INFORMATION SHOWN —
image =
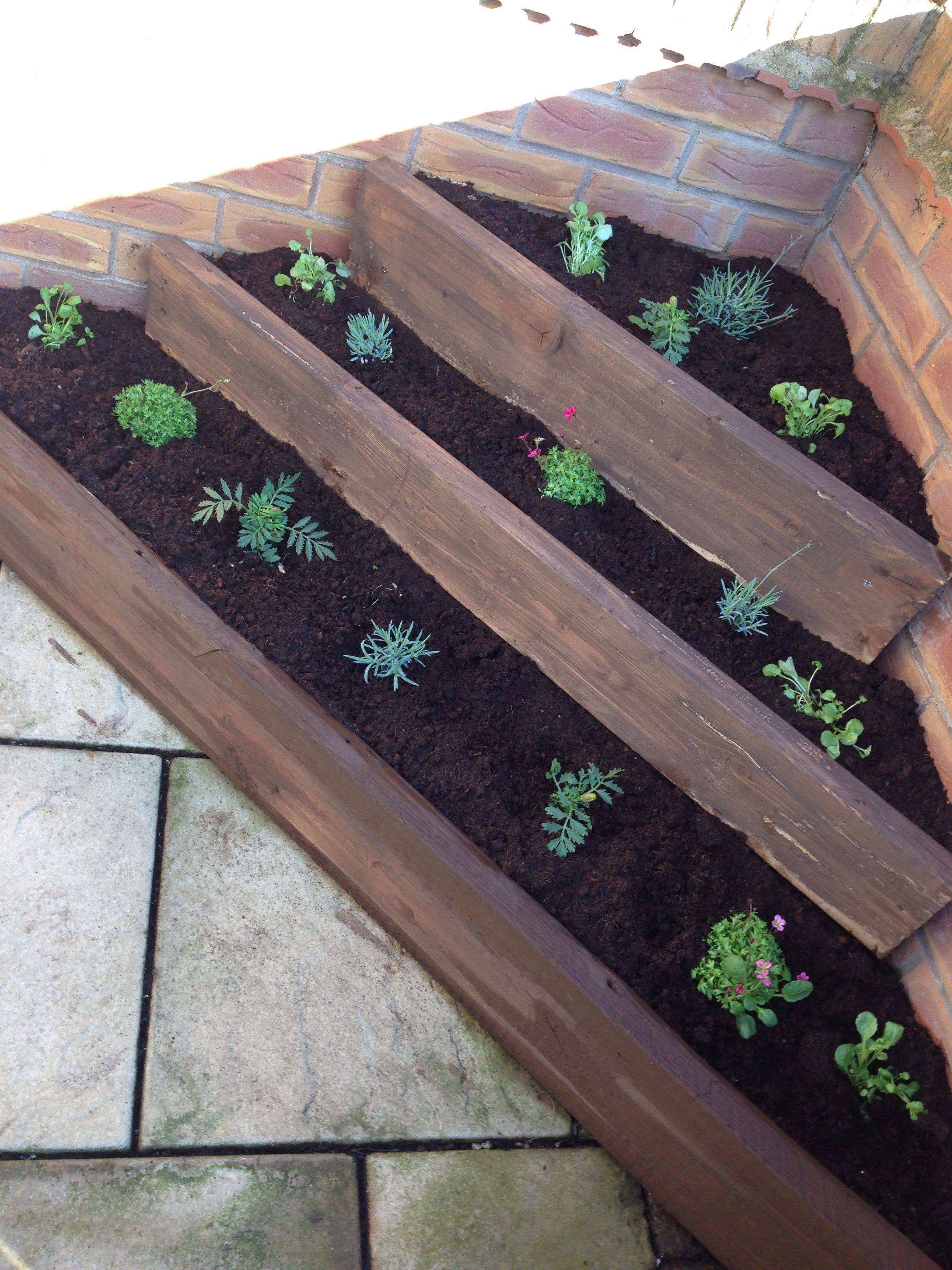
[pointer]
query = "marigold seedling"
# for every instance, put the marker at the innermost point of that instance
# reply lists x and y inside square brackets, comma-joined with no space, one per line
[669,326]
[569,822]
[264,520]
[857,1060]
[313,274]
[583,252]
[389,653]
[807,416]
[369,338]
[744,607]
[158,413]
[744,971]
[56,319]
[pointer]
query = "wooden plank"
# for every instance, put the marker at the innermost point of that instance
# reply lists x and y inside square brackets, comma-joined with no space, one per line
[721,1168]
[725,486]
[830,835]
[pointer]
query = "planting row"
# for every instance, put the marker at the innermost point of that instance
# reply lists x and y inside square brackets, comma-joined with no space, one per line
[331,600]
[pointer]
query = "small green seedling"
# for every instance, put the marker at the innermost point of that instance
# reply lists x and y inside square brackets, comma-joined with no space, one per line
[669,326]
[369,340]
[743,606]
[583,252]
[569,822]
[389,652]
[157,413]
[56,319]
[744,970]
[856,1062]
[824,705]
[264,520]
[738,303]
[313,272]
[807,416]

WHAT YOU NEED TO DO — Recast every line of the records above as a JSON list of strings, one string per line, with blank lines left out. Omit the pictures.

OUTPUT OF THE EXERCISE —
[
  "image =",
  "[pointer]",
  "query = \"marigold seedling\"",
  "# for every instance, put the marker at the innermost point of that instance",
  "# reply lists x and y inside square brackets, comma-joined with no space, one per line",
  "[669,326]",
  "[569,822]",
  "[264,520]",
  "[857,1060]",
  "[313,274]",
  "[583,252]",
  "[389,653]",
  "[807,416]",
  "[369,338]",
  "[744,607]",
  "[158,413]",
  "[744,971]",
  "[56,319]",
  "[pointer]",
  "query = \"wooden plank\"",
  "# for every instance, put the marker at the innermost point of that instance",
  "# reply lists x and y inside square brackets, comma-joined with no space, one per line",
  "[721,1168]",
  "[725,486]",
  "[830,835]",
  "[pointer]",
  "query = \"planting row\"",
  "# for every instance, put the marker at the innermost point of that instance",
  "# reply lists x and y inside square brackets, comma-joined with no space, one per line",
  "[331,600]",
  "[pointer]",
  "query = \"small green seedling\"",
  "# for every instance, put the marker at the innermost point of that instance",
  "# reply lists x and y inside square brackets, comma-joined with no space, one per line",
  "[669,326]",
  "[369,340]",
  "[743,606]",
  "[583,252]",
  "[569,822]",
  "[389,652]",
  "[157,413]",
  "[56,319]",
  "[744,970]",
  "[856,1062]",
  "[824,705]",
  "[264,520]",
  "[738,303]",
  "[313,272]",
  "[807,416]"
]